> **Set problem A**
Name every person mentioned by name in the post about the "Seattle Is Dying" special below.

> **Passage to read**
Saturday, April 20, 2019

The left's practice of "idea laundering"...the Groucho Marx joke about who are you going to believe me or your lying eyes.

Seattle Elites Coordinated A PR Campaign In Response To ‘Seattle Is Dying’

JOHN SEXTONPosted at 8:41 pm on April 19, 2019

Last month I wrote about an extraordinary news special produced by station KOMO in Seattle. Provocatively titled “Seattle is Dying” the hour-long special argued that the homeless problem in the city was a disaster for residents thanks to policies that let people with addictions or mental problems live in a law-free zone on the city’s streets.
Reporter Eric Johnson who wrote and narrated the special posted it on his Facebook page and it became a kind of community gathering space for thousands of Seattle residents who reacted strongly to what was in the piece. Most of those reactions were positive, i.e. agreeing that the city seemed to be experiencing a decline as a result of bad policies. I collected a couple dozen of the responses here.

> **Data shown**
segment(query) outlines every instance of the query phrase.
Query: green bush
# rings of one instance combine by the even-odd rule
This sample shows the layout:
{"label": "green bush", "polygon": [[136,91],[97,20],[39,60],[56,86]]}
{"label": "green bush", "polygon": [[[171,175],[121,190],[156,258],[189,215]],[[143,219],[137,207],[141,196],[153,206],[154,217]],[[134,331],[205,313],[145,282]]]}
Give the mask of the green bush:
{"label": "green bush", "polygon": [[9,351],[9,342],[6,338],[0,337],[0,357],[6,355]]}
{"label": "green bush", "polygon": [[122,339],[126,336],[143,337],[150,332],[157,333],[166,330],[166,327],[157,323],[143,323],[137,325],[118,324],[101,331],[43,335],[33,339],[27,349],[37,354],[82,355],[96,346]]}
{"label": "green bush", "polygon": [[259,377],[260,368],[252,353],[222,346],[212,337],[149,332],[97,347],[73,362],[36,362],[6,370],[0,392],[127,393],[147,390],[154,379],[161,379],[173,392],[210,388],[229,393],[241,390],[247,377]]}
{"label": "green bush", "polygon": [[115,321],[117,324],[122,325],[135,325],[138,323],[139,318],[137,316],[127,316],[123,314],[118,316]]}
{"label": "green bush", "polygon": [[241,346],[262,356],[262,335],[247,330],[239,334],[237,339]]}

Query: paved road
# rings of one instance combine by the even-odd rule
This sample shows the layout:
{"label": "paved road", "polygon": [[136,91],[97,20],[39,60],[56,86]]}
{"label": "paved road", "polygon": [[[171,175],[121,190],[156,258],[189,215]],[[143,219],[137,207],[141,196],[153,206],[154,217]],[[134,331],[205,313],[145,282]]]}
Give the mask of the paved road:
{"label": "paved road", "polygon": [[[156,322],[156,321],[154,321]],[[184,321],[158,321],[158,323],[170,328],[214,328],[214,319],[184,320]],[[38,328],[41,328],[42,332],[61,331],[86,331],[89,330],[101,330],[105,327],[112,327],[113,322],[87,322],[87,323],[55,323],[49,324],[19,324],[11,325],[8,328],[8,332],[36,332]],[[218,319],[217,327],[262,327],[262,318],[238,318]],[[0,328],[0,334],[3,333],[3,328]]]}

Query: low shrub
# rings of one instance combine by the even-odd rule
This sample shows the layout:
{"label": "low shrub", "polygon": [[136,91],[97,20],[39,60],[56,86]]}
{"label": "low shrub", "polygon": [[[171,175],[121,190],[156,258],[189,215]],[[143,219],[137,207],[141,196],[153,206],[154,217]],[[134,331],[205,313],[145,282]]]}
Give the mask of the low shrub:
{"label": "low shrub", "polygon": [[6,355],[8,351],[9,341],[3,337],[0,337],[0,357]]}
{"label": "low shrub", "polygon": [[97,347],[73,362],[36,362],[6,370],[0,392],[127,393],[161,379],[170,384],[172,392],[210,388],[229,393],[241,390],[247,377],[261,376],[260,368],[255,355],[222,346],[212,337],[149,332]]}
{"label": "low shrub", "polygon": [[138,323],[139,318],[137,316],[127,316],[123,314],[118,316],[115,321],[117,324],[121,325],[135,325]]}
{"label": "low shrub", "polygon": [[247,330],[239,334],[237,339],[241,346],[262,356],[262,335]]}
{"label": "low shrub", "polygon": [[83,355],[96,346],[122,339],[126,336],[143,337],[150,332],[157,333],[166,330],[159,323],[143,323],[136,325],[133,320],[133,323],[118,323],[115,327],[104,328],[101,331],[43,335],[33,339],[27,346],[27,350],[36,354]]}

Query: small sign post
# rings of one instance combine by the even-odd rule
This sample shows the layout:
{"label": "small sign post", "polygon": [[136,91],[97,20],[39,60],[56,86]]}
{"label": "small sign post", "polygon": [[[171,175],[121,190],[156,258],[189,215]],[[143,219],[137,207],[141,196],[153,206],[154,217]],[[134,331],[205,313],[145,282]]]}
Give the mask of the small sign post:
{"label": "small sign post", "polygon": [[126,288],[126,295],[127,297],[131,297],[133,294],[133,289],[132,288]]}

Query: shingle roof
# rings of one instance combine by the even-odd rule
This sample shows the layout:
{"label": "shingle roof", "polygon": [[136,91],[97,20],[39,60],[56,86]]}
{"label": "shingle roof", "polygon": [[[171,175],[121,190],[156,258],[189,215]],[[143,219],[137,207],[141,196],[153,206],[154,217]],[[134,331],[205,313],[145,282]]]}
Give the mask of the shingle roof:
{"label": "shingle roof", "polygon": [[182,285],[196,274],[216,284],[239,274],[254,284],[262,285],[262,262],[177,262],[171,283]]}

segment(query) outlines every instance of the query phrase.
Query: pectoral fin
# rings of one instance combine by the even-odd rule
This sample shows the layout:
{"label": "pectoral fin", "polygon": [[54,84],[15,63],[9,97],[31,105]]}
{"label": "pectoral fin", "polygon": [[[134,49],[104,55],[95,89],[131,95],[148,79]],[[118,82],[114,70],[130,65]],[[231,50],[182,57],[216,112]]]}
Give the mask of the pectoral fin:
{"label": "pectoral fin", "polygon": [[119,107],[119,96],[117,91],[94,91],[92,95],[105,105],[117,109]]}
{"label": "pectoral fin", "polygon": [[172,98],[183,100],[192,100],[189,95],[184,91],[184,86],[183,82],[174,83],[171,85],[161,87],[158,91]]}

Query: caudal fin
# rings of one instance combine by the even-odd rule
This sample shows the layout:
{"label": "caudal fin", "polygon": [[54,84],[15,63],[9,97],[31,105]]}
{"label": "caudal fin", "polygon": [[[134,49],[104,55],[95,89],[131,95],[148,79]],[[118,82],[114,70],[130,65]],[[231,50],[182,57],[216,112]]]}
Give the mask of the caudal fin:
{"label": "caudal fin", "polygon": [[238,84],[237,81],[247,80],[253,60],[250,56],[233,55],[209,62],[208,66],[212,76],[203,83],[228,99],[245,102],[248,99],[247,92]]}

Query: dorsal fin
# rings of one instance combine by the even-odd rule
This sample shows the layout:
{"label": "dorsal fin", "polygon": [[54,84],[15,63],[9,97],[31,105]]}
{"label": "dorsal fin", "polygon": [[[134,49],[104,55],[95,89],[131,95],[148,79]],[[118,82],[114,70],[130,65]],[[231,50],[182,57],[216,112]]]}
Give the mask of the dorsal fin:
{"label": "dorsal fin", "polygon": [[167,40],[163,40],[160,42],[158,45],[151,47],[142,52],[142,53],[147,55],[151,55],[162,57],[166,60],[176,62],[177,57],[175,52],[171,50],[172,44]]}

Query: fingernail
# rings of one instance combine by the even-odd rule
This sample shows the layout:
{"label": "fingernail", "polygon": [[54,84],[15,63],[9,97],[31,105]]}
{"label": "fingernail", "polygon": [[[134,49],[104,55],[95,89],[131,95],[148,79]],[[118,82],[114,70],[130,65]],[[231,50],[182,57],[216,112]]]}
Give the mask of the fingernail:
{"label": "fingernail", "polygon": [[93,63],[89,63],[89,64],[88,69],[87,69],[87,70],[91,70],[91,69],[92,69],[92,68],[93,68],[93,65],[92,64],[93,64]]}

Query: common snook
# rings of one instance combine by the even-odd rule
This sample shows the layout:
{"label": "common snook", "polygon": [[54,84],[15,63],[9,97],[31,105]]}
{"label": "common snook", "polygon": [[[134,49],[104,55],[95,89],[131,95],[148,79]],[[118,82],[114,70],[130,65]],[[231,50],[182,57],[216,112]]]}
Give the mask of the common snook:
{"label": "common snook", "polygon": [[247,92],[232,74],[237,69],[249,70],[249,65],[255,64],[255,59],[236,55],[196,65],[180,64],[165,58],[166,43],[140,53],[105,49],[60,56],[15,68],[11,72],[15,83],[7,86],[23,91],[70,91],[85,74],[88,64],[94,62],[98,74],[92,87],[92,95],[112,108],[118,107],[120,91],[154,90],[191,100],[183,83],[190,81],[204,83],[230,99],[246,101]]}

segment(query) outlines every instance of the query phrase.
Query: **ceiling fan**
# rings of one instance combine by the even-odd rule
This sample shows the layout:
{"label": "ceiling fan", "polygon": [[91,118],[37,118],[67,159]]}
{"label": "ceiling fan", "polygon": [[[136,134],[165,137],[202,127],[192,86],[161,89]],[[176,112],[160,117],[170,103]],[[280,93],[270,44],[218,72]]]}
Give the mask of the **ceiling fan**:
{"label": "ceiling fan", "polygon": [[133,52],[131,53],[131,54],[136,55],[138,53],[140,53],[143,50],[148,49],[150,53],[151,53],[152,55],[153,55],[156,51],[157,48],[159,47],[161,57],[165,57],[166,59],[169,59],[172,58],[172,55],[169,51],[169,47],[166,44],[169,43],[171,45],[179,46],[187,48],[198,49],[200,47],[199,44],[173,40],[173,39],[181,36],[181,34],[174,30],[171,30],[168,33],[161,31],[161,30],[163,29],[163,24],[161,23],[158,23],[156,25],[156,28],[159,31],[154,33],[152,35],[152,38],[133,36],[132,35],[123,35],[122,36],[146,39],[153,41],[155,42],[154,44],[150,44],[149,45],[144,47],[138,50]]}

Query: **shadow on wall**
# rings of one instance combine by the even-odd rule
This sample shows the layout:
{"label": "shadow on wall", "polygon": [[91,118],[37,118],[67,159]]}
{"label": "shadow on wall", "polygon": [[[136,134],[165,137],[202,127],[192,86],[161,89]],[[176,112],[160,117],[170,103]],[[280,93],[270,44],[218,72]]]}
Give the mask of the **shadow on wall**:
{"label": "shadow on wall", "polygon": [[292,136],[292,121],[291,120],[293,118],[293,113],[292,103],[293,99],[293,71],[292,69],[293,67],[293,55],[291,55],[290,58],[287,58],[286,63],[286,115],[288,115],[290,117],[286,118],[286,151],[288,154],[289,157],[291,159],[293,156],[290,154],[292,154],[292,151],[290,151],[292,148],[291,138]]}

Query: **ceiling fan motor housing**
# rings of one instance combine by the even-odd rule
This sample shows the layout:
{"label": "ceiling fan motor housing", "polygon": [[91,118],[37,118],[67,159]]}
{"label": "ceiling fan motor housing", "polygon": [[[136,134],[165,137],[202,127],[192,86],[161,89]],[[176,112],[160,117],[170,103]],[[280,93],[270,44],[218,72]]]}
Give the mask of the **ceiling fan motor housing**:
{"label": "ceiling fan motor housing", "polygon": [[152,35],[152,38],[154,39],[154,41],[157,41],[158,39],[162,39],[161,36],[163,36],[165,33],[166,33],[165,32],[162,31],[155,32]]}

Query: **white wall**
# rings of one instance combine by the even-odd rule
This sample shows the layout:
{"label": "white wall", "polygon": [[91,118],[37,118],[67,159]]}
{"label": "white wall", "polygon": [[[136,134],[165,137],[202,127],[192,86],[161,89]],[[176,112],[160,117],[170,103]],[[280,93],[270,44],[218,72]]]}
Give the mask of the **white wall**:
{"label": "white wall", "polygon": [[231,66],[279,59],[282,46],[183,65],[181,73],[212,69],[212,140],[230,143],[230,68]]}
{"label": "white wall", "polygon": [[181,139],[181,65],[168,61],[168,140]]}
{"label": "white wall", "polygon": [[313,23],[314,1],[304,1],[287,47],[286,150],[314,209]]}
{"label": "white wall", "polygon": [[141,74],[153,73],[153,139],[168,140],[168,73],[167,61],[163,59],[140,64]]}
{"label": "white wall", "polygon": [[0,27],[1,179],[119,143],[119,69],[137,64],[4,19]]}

> **Set problem B**
Copy out the records word for word, starting at the line that contains "Query: **ceiling fan motor housing**" and stopping after the last line of the records.

> **Correct result A**
Groucho Marx, John Sexton, Eric Johnson

> **Correct result B**
Query: **ceiling fan motor housing**
# rings of one instance combine by the even-odd rule
This sample shows the layout:
{"label": "ceiling fan motor housing", "polygon": [[91,118],[37,118],[67,159]]}
{"label": "ceiling fan motor housing", "polygon": [[[136,134],[165,137],[202,127],[192,86],[161,89]],[[176,112],[160,117],[170,103]],[[280,93],[270,44],[218,72]]]}
Give the mask of the **ceiling fan motor housing**:
{"label": "ceiling fan motor housing", "polygon": [[152,35],[152,38],[154,39],[154,41],[157,41],[158,39],[162,39],[161,36],[163,36],[165,33],[166,33],[165,32],[162,31],[155,32]]}

Query: **white wall**
# rings of one instance combine by the even-odd rule
This sample shows the layout:
{"label": "white wall", "polygon": [[91,118],[37,118],[67,159]]}
{"label": "white wall", "polygon": [[[136,134],[165,137],[202,127],[192,86],[161,89]],[[176,112],[160,117],[170,103]],[[280,93],[270,44],[218,72]]]}
Give the mask of the **white wall**:
{"label": "white wall", "polygon": [[231,66],[279,59],[282,46],[183,65],[181,73],[212,69],[212,140],[230,143],[230,68]]}
{"label": "white wall", "polygon": [[181,139],[181,65],[168,61],[168,140]]}
{"label": "white wall", "polygon": [[313,23],[314,1],[304,1],[287,47],[286,150],[314,209]]}
{"label": "white wall", "polygon": [[141,74],[153,73],[153,139],[168,140],[168,73],[167,61],[163,59],[140,64]]}
{"label": "white wall", "polygon": [[0,27],[1,179],[119,143],[119,69],[137,64],[4,19]]}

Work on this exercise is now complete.